| Exercise details |
Write out every one of these records word for word, changing nothing.

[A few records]
....

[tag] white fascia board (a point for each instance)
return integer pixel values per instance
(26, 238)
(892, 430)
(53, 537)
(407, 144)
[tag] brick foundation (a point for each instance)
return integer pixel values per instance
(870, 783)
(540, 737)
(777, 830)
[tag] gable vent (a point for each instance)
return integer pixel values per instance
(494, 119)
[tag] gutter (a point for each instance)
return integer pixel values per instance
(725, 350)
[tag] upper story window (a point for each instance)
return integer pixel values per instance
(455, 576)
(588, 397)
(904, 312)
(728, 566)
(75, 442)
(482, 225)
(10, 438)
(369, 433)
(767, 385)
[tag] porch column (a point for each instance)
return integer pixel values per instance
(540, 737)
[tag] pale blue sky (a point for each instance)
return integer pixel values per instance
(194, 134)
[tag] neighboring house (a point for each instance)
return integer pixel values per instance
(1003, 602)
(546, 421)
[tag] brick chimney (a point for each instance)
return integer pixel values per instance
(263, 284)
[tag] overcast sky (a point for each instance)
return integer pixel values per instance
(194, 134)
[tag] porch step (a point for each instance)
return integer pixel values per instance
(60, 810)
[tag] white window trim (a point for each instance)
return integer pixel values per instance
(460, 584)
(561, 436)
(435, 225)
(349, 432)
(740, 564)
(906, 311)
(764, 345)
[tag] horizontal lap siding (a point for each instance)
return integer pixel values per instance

....

| Response to the exercise |
[tag] white fascia board (a point for each instance)
return integer pixel values per instance
(26, 238)
(892, 430)
(53, 537)
(407, 144)
[tag] brick foundation (a point for each instance)
return integer pixel values per instance
(870, 783)
(540, 737)
(777, 830)
[tag] gable vent (a point for each instance)
return integer pixel values per instance
(494, 119)
[tag] gutter (a point for each instance)
return integer pixel values per instance
(725, 350)
[tag] upper story window (a point for each instance)
return integer pixel values per instance
(455, 576)
(588, 397)
(904, 312)
(728, 566)
(75, 442)
(482, 225)
(10, 438)
(369, 433)
(767, 385)
[tag] porch column (a point for each instance)
return integer pixel values per instance
(540, 737)
[tag] pale blue sky (a point for each instance)
return integer pixel values per instance
(194, 134)
[tag] neighboring house (a point for each instance)
return integer pixel values per instance
(1003, 602)
(546, 421)
[tag] brick chimney (a point for each instance)
return integer pixel values per instance
(263, 284)
[tag] overcast sky (a point for each instance)
return integer pixel values per instance
(194, 134)
[tag] porch step (a point for each instance)
return integer pixel values per instance
(60, 810)
[tag] white window trim (a point for each instance)
return integer pixel values per instance
(460, 584)
(561, 436)
(435, 225)
(349, 432)
(740, 564)
(906, 311)
(764, 345)
[tag] horizontal lap siding (a point for each instance)
return integer pixel values per instance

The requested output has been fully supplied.